%%
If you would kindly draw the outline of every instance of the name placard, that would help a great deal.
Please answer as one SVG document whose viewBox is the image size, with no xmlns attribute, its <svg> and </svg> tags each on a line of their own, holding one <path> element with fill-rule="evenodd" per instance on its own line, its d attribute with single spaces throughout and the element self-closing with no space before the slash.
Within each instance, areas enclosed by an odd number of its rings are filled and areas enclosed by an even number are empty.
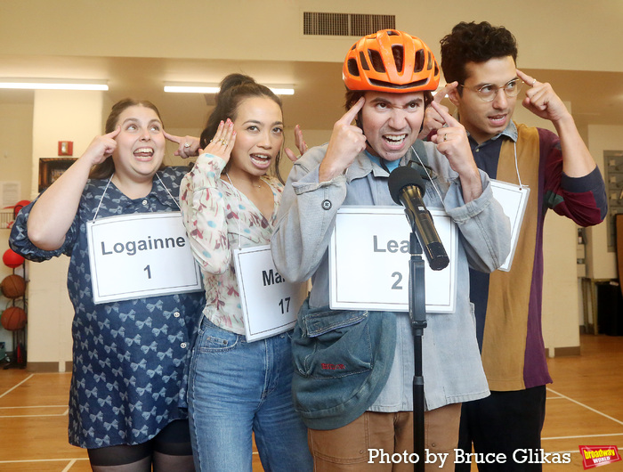
<svg viewBox="0 0 623 472">
<path fill-rule="evenodd" d="M 270 245 L 234 249 L 233 257 L 247 340 L 292 330 L 307 296 L 307 282 L 284 281 L 272 262 Z"/>
<path fill-rule="evenodd" d="M 452 313 L 458 233 L 445 211 L 429 211 L 450 262 L 445 269 L 433 271 L 422 256 L 426 311 Z M 329 245 L 331 308 L 408 312 L 410 233 L 400 207 L 342 207 Z"/>
<path fill-rule="evenodd" d="M 514 183 L 499 180 L 491 179 L 490 182 L 493 196 L 502 206 L 508 219 L 511 220 L 511 252 L 499 268 L 500 271 L 508 272 L 511 270 L 514 250 L 517 248 L 523 214 L 526 212 L 528 197 L 530 197 L 530 189 L 525 185 L 520 187 Z"/>
<path fill-rule="evenodd" d="M 86 237 L 96 304 L 203 289 L 179 212 L 101 218 Z"/>
</svg>

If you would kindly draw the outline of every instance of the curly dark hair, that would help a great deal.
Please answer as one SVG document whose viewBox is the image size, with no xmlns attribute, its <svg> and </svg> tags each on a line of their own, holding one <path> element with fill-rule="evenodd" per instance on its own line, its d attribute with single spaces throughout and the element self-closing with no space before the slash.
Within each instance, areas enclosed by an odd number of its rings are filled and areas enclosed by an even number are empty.
<svg viewBox="0 0 623 472">
<path fill-rule="evenodd" d="M 283 113 L 281 99 L 270 88 L 258 84 L 253 77 L 245 74 L 230 74 L 221 81 L 221 90 L 215 98 L 216 106 L 210 113 L 206 127 L 201 132 L 201 148 L 205 148 L 214 136 L 221 121 L 225 121 L 227 118 L 231 118 L 231 121 L 236 119 L 238 106 L 243 100 L 250 97 L 269 98 L 279 106 L 281 113 Z M 283 178 L 279 173 L 280 159 L 281 152 L 279 151 L 275 159 L 275 175 L 283 183 Z M 230 163 L 228 163 L 225 169 L 229 168 L 229 166 Z"/>
<path fill-rule="evenodd" d="M 490 59 L 512 56 L 517 62 L 517 41 L 503 26 L 487 21 L 462 21 L 444 37 L 441 44 L 441 69 L 447 83 L 464 84 L 467 78 L 467 62 L 486 62 Z M 459 94 L 462 89 L 458 89 Z"/>
</svg>

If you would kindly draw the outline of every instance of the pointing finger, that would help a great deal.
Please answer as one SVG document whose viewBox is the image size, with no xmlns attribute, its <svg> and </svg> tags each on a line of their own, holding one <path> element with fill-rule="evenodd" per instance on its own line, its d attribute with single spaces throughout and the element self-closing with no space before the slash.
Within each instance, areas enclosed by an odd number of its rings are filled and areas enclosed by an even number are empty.
<svg viewBox="0 0 623 472">
<path fill-rule="evenodd" d="M 352 105 L 351 110 L 346 111 L 346 113 L 338 121 L 338 123 L 345 123 L 346 125 L 350 125 L 352 123 L 352 120 L 355 119 L 357 117 L 357 114 L 363 108 L 363 104 L 366 102 L 365 97 L 360 98 L 357 102 Z"/>
<path fill-rule="evenodd" d="M 441 90 L 437 92 L 435 94 L 434 98 L 433 99 L 433 102 L 436 103 L 441 103 L 441 101 L 446 98 L 446 95 L 448 95 L 450 92 L 452 92 L 455 88 L 458 86 L 458 82 L 456 80 L 454 82 L 451 82 L 450 84 L 446 84 L 446 86 L 444 86 Z"/>
<path fill-rule="evenodd" d="M 533 87 L 534 85 L 537 83 L 537 79 L 529 76 L 528 74 L 525 74 L 522 72 L 519 69 L 517 69 L 517 77 L 523 80 L 524 84 L 527 84 L 529 86 Z"/>
<path fill-rule="evenodd" d="M 169 141 L 172 141 L 174 142 L 177 142 L 178 144 L 182 143 L 182 138 L 180 136 L 175 136 L 174 134 L 169 134 L 165 130 L 162 131 L 162 134 L 165 135 L 166 139 L 168 139 Z"/>
<path fill-rule="evenodd" d="M 104 134 L 104 136 L 106 136 L 107 138 L 115 139 L 119 133 L 121 133 L 120 126 L 117 126 L 117 128 L 115 128 L 115 131 L 111 131 L 110 133 Z"/>
<path fill-rule="evenodd" d="M 444 107 L 442 105 L 440 105 L 436 102 L 432 102 L 431 106 L 437 113 L 439 113 L 439 116 L 441 117 L 443 121 L 449 126 L 455 126 L 459 124 L 458 121 L 452 118 L 452 115 L 450 115 L 449 113 L 448 113 L 448 111 L 444 110 Z"/>
</svg>

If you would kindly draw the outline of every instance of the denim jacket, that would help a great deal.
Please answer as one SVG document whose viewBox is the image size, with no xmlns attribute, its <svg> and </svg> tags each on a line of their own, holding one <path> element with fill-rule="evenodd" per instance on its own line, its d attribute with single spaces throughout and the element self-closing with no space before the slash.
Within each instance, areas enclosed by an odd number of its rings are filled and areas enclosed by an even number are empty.
<svg viewBox="0 0 623 472">
<path fill-rule="evenodd" d="M 469 272 L 492 272 L 510 248 L 510 224 L 481 171 L 482 194 L 465 203 L 460 181 L 434 144 L 428 165 L 443 196 L 426 183 L 427 207 L 445 207 L 459 230 L 457 301 L 452 313 L 427 313 L 423 369 L 427 410 L 489 395 L 476 342 Z M 328 307 L 328 248 L 342 205 L 395 205 L 387 171 L 360 153 L 346 175 L 319 183 L 327 145 L 312 148 L 294 166 L 271 239 L 279 273 L 289 281 L 312 278 L 309 299 L 294 332 L 295 406 L 309 427 L 333 429 L 367 410 L 412 410 L 413 338 L 405 313 L 333 311 Z M 403 165 L 409 154 L 402 158 Z"/>
</svg>

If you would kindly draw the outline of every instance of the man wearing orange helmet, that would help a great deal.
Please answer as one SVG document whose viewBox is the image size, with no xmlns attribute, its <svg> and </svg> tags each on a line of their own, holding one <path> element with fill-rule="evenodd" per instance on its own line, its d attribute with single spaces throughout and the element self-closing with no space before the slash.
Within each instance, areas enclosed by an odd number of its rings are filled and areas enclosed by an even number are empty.
<svg viewBox="0 0 623 472">
<path fill-rule="evenodd" d="M 543 226 L 554 209 L 578 224 L 600 223 L 606 215 L 602 175 L 552 85 L 516 69 L 517 44 L 504 27 L 462 22 L 441 39 L 447 93 L 469 134 L 479 168 L 490 177 L 530 189 L 517 253 L 509 272 L 471 273 L 476 330 L 491 395 L 463 405 L 465 453 L 504 454 L 503 464 L 480 470 L 541 470 L 538 461 L 515 463 L 515 451 L 538 453 L 545 420 L 546 385 L 552 382 L 541 331 Z M 550 120 L 556 134 L 515 124 L 517 96 L 522 105 Z M 445 109 L 444 111 L 447 111 Z M 426 111 L 425 133 L 445 133 L 444 118 Z M 438 138 L 433 138 L 437 140 Z M 457 464 L 457 470 L 470 470 Z"/>
<path fill-rule="evenodd" d="M 475 166 L 465 129 L 438 104 L 433 106 L 446 120 L 444 137 L 425 149 L 416 142 L 439 83 L 437 62 L 420 39 L 391 29 L 361 38 L 347 54 L 344 80 L 347 111 L 328 144 L 295 163 L 271 240 L 279 273 L 313 282 L 293 335 L 295 405 L 309 428 L 316 471 L 386 470 L 388 461 L 393 470 L 410 470 L 414 460 L 435 470 L 443 462 L 442 469 L 451 470 L 460 404 L 489 394 L 470 311 L 468 267 L 491 272 L 504 262 L 508 221 Z M 389 173 L 417 159 L 414 147 L 434 171 L 425 204 L 444 208 L 461 233 L 455 311 L 429 313 L 423 338 L 427 458 L 409 455 L 414 340 L 409 314 L 328 306 L 328 248 L 337 210 L 395 205 Z"/>
</svg>

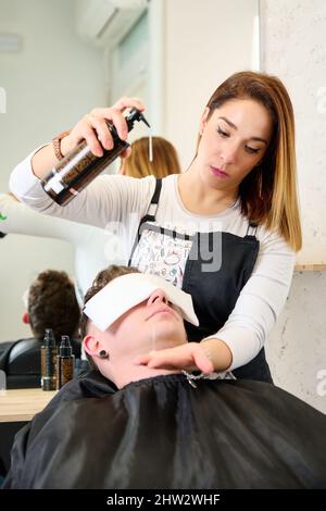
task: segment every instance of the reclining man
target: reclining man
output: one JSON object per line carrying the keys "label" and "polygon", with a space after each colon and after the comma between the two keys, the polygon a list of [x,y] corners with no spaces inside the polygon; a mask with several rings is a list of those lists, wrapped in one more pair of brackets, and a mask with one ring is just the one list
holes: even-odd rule
{"label": "reclining man", "polygon": [[325,487],[322,413],[266,383],[211,379],[198,344],[179,360],[189,295],[111,266],[85,303],[95,369],[17,434],[5,488]]}

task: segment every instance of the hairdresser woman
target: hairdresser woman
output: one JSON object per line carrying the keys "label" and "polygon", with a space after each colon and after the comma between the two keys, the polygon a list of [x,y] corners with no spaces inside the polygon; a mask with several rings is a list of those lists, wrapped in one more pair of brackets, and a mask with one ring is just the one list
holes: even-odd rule
{"label": "hairdresser woman", "polygon": [[[59,137],[61,153],[84,138],[97,155],[110,149],[105,119],[125,139],[128,107],[143,109],[129,98],[95,109]],[[47,214],[100,227],[120,222],[130,264],[192,296],[200,326],[186,324],[188,345],[135,362],[202,370],[204,354],[216,372],[271,382],[263,346],[301,247],[293,112],[279,79],[252,72],[226,79],[204,109],[196,155],[179,176],[100,176],[62,208],[40,186],[55,162],[53,145],[28,155],[12,173],[12,192]]]}

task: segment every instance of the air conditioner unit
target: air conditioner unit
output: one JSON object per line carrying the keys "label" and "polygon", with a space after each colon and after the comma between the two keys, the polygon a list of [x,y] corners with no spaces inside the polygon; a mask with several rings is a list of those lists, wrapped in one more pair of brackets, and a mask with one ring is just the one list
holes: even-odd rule
{"label": "air conditioner unit", "polygon": [[118,42],[143,13],[148,0],[78,0],[78,35],[97,47]]}

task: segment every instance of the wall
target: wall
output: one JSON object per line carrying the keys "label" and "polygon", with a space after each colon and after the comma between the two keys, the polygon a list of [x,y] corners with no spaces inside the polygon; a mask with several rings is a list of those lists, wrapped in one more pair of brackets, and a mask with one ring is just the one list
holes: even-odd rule
{"label": "wall", "polygon": [[[299,263],[326,262],[324,0],[261,0],[262,65],[293,101],[304,228]],[[326,413],[326,272],[296,273],[267,353],[275,383]],[[324,374],[324,376],[323,376]],[[325,382],[326,383],[326,382]]]}
{"label": "wall", "polygon": [[326,272],[296,272],[266,345],[274,382],[326,413]]}
{"label": "wall", "polygon": [[303,225],[300,264],[326,264],[326,2],[261,0],[262,66],[291,96]]}
{"label": "wall", "polygon": [[[75,35],[73,0],[0,0],[0,33],[23,37],[21,52],[0,53],[8,103],[0,113],[0,191],[7,191],[18,161],[104,102],[104,79],[101,53]],[[0,239],[0,249],[1,341],[29,335],[21,296],[43,269],[73,274],[73,251],[63,241],[14,235]]]}
{"label": "wall", "polygon": [[165,136],[186,169],[199,120],[211,95],[230,74],[252,68],[256,0],[166,0]]}

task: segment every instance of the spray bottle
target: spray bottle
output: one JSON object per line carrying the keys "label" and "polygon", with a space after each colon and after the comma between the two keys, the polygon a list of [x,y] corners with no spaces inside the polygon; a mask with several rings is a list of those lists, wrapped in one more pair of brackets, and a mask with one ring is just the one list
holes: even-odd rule
{"label": "spray bottle", "polygon": [[[142,121],[150,126],[142,113],[131,109],[126,116],[128,132],[134,123]],[[86,140],[70,151],[63,160],[60,160],[41,184],[45,191],[60,205],[67,204],[79,191],[91,183],[110,163],[112,163],[125,149],[129,147],[126,140],[122,140],[112,123],[106,121],[113,139],[113,149],[104,149],[102,157],[96,157]]]}
{"label": "spray bottle", "polygon": [[61,336],[61,345],[57,357],[57,389],[73,379],[75,370],[75,356],[67,335]]}
{"label": "spray bottle", "polygon": [[41,387],[43,390],[55,390],[57,351],[53,331],[47,328],[41,346]]}

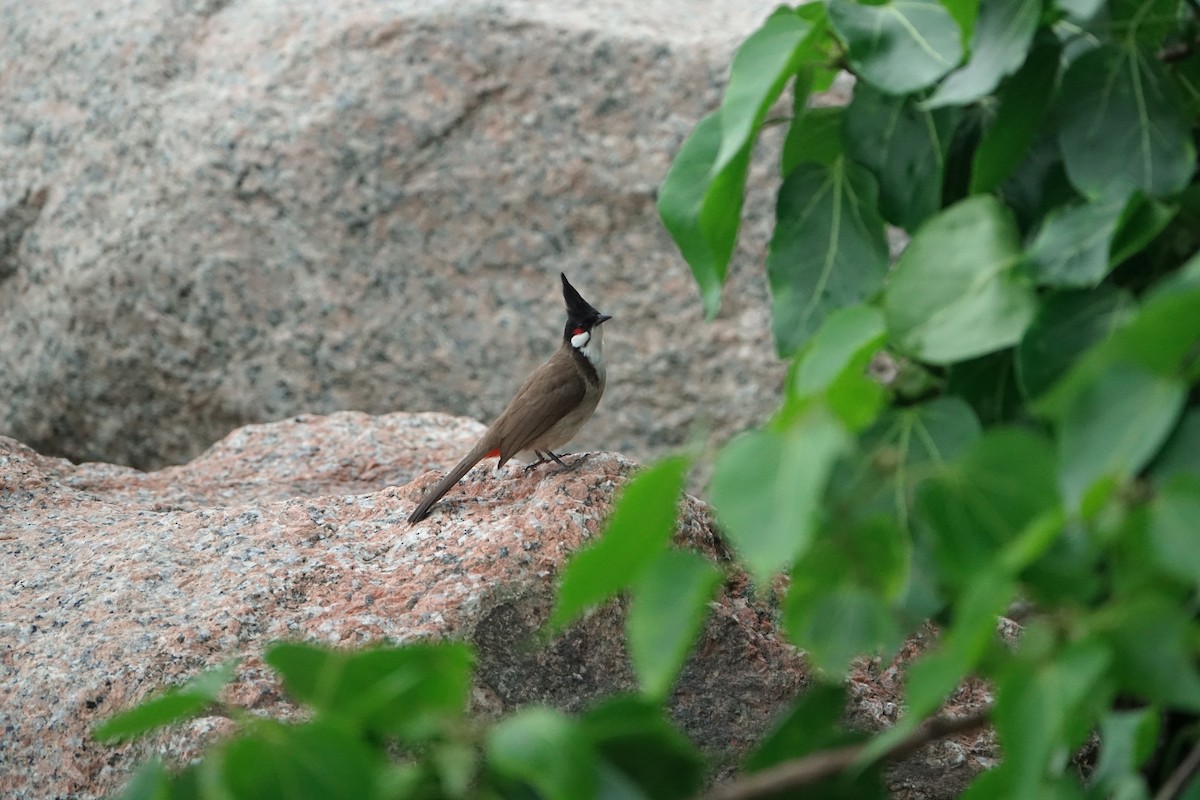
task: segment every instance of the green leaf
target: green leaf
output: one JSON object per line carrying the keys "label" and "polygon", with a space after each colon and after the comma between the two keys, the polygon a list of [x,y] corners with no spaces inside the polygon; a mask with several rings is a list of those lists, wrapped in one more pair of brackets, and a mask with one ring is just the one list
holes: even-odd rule
{"label": "green leaf", "polygon": [[1015,344],[1037,309],[1020,275],[1016,225],[990,196],[926,222],[892,271],[884,312],[916,357],[953,363]]}
{"label": "green leaf", "polygon": [[847,368],[864,367],[863,360],[880,348],[884,333],[877,308],[847,306],[832,312],[799,360],[792,391],[811,397],[828,390]]}
{"label": "green leaf", "polygon": [[803,345],[830,311],[878,290],[888,245],[876,191],[870,173],[845,160],[802,164],[780,187],[767,255],[780,355]]}
{"label": "green leaf", "polygon": [[996,118],[972,160],[972,194],[996,191],[1030,152],[1054,96],[1061,54],[1056,41],[1038,43],[1025,66],[1001,86]]}
{"label": "green leaf", "polygon": [[704,777],[704,758],[668,722],[661,706],[616,697],[580,721],[596,753],[655,800],[691,798]]}
{"label": "green leaf", "polygon": [[780,174],[787,178],[803,163],[811,162],[833,167],[842,155],[841,126],[845,108],[797,108],[792,125],[784,139],[784,152],[779,158]]}
{"label": "green leaf", "polygon": [[738,48],[721,100],[721,146],[713,163],[714,174],[751,144],[772,103],[809,55],[806,44],[812,34],[823,28],[790,8],[779,8]]}
{"label": "green leaf", "polygon": [[1086,23],[1104,7],[1104,0],[1055,0],[1055,5],[1076,23]]}
{"label": "green leaf", "polygon": [[122,741],[164,724],[192,718],[216,702],[221,690],[233,680],[238,663],[238,658],[226,661],[182,686],[168,688],[158,697],[118,714],[97,726],[92,738],[98,741]]}
{"label": "green leaf", "polygon": [[119,800],[170,800],[170,772],[157,756],[139,766]]}
{"label": "green leaf", "polygon": [[649,569],[674,534],[689,467],[686,458],[666,458],[625,485],[600,541],[566,565],[552,628],[605,602]]}
{"label": "green leaf", "polygon": [[1068,504],[1078,507],[1100,479],[1126,480],[1145,467],[1186,399],[1178,379],[1128,362],[1111,365],[1082,387],[1057,419]]}
{"label": "green leaf", "polygon": [[542,800],[595,796],[595,752],[581,726],[553,709],[527,708],[494,724],[487,732],[487,763]]}
{"label": "green leaf", "polygon": [[[1110,711],[1100,720],[1100,759],[1092,772],[1092,784],[1114,792],[1154,752],[1158,714],[1154,709]],[[1140,781],[1140,776],[1138,776]],[[1145,783],[1141,786],[1145,792]],[[1120,796],[1120,795],[1117,795]],[[1144,796],[1148,796],[1146,793]]]}
{"label": "green leaf", "polygon": [[1151,558],[1163,572],[1200,587],[1200,474],[1177,475],[1150,506],[1147,539]]}
{"label": "green leaf", "polygon": [[667,549],[634,584],[626,618],[630,661],[642,692],[662,700],[704,622],[721,572],[697,553]]}
{"label": "green leaf", "polygon": [[1081,194],[1163,197],[1192,180],[1190,126],[1154,54],[1100,44],[1072,61],[1058,96],[1058,143]]}
{"label": "green leaf", "polygon": [[1198,344],[1200,283],[1188,277],[1184,266],[1146,291],[1138,313],[1080,357],[1066,377],[1038,398],[1034,410],[1049,419],[1063,419],[1079,396],[1091,391],[1117,362],[1139,365],[1166,378],[1187,374]]}
{"label": "green leaf", "polygon": [[1042,0],[983,0],[971,58],[925,101],[929,108],[965,106],[990,95],[1025,64],[1042,17]]}
{"label": "green leaf", "polygon": [[1094,640],[1072,645],[1048,664],[1020,664],[996,692],[992,721],[1004,748],[1004,769],[1014,777],[1009,796],[1037,796],[1037,787],[1079,705],[1096,691],[1109,663]]}
{"label": "green leaf", "polygon": [[[1026,0],[1028,1],[1028,0]],[[958,109],[928,110],[870,84],[854,88],[846,109],[846,154],[880,185],[883,218],[906,230],[942,207],[942,181]]]}
{"label": "green leaf", "polygon": [[958,397],[894,408],[859,439],[862,456],[839,465],[833,504],[847,515],[894,516],[907,529],[918,483],[979,438],[971,407]]}
{"label": "green leaf", "polygon": [[671,162],[659,190],[659,216],[700,284],[704,314],[721,307],[721,285],[728,271],[742,218],[750,146],[713,174],[721,148],[721,119],[702,119]]}
{"label": "green leaf", "polygon": [[1189,408],[1151,464],[1154,482],[1163,486],[1177,475],[1200,475],[1200,409]]}
{"label": "green leaf", "polygon": [[1135,192],[1117,222],[1109,263],[1117,266],[1140,253],[1178,212],[1180,206],[1174,203],[1153,200]]}
{"label": "green leaf", "polygon": [[466,710],[472,654],[463,644],[409,644],[346,651],[311,644],[271,646],[265,661],[288,692],[323,718],[424,739]]}
{"label": "green leaf", "polygon": [[826,481],[845,446],[841,426],[815,408],[781,431],[742,434],[718,455],[709,497],[758,583],[766,585],[809,546]]}
{"label": "green leaf", "polygon": [[226,746],[223,772],[239,800],[370,800],[379,765],[371,747],[335,724],[264,723]]}
{"label": "green leaf", "polygon": [[854,72],[890,95],[932,85],[962,59],[959,26],[936,0],[828,0],[826,8]]}
{"label": "green leaf", "polygon": [[1120,687],[1152,703],[1200,710],[1195,620],[1170,597],[1141,593],[1112,612],[1108,639]]}
{"label": "green leaf", "polygon": [[1046,391],[1081,354],[1111,336],[1135,311],[1133,295],[1109,284],[1043,300],[1016,348],[1016,378],[1025,396]]}
{"label": "green leaf", "polygon": [[979,0],[942,0],[942,6],[950,12],[950,17],[962,31],[962,41],[971,41],[974,36],[976,20],[979,18]]}
{"label": "green leaf", "polygon": [[1026,411],[1012,348],[959,361],[949,368],[946,389],[970,403],[984,426],[1020,421]]}
{"label": "green leaf", "polygon": [[917,511],[947,578],[967,584],[1058,504],[1054,453],[1018,428],[985,433],[958,464],[926,482]]}
{"label": "green leaf", "polygon": [[1094,287],[1117,265],[1109,260],[1123,194],[1072,203],[1046,216],[1030,246],[1030,271],[1043,285]]}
%%
Rewrite the lines between the one containing "task: segment every instance of the air" and the one containing "target: air conditioner unit", inclusive, with every "air conditioner unit" replaced by "wall-mounted cooling unit" and all else unchanged.

task: segment every instance of the wall-mounted cooling unit
target: wall-mounted cooling unit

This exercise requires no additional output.